Rescale the records from the start through the line containing "69 112 L 63", inclusive. Rewrite every one of those lines, requests included, multiplying each outline coordinate in the answers by 1.2 and rounding to whole numbers with halves rounded up; leave the numbers in the requests and their format samples unchanged.
>> start Provided data
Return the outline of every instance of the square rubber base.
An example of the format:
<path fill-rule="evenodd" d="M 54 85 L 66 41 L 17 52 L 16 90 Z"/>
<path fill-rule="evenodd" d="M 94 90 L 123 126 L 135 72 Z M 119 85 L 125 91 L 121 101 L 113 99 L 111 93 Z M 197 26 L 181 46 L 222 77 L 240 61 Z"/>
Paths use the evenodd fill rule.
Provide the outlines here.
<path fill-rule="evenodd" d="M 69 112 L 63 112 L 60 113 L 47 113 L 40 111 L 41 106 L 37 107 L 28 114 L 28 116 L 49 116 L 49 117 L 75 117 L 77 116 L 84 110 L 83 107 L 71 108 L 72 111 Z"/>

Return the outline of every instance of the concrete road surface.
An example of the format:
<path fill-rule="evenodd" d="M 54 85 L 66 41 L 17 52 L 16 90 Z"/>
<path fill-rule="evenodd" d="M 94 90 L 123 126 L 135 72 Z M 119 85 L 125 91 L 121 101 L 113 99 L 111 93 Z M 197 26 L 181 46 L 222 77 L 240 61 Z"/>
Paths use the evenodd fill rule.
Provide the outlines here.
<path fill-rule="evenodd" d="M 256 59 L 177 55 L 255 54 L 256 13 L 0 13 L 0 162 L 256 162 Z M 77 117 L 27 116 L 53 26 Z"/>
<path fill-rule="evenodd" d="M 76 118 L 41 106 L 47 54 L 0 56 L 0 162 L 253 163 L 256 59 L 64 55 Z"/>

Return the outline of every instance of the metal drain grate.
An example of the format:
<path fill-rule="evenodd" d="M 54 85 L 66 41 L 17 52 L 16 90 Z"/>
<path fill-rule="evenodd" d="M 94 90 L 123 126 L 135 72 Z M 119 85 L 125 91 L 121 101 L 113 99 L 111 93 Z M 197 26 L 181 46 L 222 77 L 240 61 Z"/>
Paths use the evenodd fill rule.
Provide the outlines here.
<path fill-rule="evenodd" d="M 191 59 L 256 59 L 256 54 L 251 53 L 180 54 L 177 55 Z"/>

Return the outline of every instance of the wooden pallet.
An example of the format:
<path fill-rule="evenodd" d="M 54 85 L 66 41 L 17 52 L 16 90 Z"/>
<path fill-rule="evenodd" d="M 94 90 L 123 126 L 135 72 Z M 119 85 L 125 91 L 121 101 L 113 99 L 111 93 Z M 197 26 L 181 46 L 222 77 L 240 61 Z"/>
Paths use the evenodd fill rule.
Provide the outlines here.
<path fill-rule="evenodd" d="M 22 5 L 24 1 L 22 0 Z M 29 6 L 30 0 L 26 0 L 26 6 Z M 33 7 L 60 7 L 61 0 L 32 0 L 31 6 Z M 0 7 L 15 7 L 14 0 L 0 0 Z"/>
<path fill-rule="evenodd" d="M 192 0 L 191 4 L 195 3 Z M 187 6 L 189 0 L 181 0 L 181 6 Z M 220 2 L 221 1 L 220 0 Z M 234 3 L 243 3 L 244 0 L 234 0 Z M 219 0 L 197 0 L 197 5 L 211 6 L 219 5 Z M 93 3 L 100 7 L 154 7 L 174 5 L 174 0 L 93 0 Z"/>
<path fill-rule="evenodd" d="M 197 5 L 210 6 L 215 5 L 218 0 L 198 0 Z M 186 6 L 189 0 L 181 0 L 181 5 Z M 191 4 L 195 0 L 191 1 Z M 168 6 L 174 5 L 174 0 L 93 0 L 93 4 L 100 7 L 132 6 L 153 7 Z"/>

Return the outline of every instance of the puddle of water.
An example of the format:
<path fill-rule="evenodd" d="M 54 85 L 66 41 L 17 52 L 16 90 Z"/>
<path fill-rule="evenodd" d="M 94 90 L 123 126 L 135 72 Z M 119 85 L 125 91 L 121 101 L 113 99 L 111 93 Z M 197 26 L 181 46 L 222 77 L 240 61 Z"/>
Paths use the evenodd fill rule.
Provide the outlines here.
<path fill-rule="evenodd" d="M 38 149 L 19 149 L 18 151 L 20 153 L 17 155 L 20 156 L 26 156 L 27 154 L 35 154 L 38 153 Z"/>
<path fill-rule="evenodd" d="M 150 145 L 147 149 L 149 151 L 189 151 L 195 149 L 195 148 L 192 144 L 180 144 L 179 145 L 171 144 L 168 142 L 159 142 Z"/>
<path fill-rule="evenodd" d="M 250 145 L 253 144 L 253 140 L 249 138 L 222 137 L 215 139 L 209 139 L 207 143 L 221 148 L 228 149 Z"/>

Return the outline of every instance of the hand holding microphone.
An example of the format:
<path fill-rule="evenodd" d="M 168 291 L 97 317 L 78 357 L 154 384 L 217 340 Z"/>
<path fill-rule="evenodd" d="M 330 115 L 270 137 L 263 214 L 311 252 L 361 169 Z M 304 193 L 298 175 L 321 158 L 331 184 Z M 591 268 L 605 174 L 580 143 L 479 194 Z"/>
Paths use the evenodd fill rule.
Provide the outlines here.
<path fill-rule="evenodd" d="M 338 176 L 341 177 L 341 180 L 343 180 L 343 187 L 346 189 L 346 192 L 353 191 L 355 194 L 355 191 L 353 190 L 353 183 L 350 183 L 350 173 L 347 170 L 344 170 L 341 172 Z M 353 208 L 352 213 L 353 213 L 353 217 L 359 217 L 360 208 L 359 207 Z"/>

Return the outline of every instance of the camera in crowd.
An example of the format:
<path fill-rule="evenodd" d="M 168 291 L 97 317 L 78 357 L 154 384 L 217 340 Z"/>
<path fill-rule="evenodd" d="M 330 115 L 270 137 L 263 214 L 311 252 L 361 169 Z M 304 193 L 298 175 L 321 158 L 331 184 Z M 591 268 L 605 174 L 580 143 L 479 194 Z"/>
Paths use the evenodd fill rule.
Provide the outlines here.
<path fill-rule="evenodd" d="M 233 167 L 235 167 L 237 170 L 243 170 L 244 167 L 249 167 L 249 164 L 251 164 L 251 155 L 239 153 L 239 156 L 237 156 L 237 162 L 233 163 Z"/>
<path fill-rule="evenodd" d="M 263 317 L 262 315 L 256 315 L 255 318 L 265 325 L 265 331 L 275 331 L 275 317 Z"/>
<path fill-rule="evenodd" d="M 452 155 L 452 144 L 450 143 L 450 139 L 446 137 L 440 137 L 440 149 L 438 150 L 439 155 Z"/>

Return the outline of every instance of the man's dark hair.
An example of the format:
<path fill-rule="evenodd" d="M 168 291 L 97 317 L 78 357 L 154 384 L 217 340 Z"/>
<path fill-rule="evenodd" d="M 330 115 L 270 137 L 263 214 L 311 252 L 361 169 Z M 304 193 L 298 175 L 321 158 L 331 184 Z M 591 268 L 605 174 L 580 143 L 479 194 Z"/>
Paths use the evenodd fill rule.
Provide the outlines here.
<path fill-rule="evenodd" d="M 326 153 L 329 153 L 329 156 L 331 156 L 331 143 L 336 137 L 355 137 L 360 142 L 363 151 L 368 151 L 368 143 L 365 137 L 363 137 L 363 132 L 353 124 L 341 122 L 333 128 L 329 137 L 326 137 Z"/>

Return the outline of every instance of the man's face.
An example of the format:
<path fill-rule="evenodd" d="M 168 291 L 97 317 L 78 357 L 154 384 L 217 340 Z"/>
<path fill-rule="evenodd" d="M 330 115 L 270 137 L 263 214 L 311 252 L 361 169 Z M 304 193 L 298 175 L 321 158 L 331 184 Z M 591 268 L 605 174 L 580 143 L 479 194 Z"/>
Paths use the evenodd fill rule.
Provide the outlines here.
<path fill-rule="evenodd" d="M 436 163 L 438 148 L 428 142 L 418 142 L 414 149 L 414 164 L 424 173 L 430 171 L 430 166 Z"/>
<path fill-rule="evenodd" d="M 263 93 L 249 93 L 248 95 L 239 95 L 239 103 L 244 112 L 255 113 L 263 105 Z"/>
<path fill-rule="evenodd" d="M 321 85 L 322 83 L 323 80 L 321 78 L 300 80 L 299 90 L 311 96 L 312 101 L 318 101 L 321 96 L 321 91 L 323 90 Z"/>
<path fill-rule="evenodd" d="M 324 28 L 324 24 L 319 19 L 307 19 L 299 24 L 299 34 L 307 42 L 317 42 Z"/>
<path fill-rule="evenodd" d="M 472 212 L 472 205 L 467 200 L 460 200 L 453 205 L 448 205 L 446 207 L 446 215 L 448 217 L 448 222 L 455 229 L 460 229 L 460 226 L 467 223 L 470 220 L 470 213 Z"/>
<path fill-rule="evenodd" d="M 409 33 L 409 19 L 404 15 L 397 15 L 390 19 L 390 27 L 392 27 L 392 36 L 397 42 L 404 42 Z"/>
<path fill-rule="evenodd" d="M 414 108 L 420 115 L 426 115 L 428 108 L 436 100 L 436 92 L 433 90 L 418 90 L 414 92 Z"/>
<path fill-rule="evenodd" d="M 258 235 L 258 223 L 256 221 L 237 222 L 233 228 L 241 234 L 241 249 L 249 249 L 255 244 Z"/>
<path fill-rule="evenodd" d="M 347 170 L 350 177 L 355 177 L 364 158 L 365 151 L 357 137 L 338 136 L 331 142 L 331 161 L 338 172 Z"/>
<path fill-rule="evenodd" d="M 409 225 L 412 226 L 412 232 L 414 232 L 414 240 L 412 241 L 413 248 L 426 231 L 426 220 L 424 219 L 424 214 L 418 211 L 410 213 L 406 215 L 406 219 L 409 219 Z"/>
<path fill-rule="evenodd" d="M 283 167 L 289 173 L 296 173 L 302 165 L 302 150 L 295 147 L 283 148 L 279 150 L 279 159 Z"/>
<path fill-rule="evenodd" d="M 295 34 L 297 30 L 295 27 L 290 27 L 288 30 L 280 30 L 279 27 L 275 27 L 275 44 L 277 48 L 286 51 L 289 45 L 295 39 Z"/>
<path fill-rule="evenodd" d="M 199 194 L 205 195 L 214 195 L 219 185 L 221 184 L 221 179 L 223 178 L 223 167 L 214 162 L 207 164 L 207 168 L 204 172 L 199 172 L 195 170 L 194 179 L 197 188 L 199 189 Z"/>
>> end Provided data
Answer to this exercise:
Return the outline of every instance of the square rubber base.
An example of the format:
<path fill-rule="evenodd" d="M 54 85 L 66 41 L 17 52 L 16 90 Z"/>
<path fill-rule="evenodd" d="M 94 90 L 123 126 L 135 72 Z M 119 85 L 125 91 L 121 101 L 113 99 L 111 93 Z M 197 26 L 181 46 L 222 77 L 240 61 Z"/>
Paths use the evenodd fill rule.
Provide the outlines here.
<path fill-rule="evenodd" d="M 83 134 L 76 134 L 72 136 L 56 136 L 48 133 L 49 127 L 44 128 L 34 137 L 34 139 L 59 139 L 59 140 L 90 140 L 92 139 L 101 132 L 100 128 L 85 130 L 86 133 Z"/>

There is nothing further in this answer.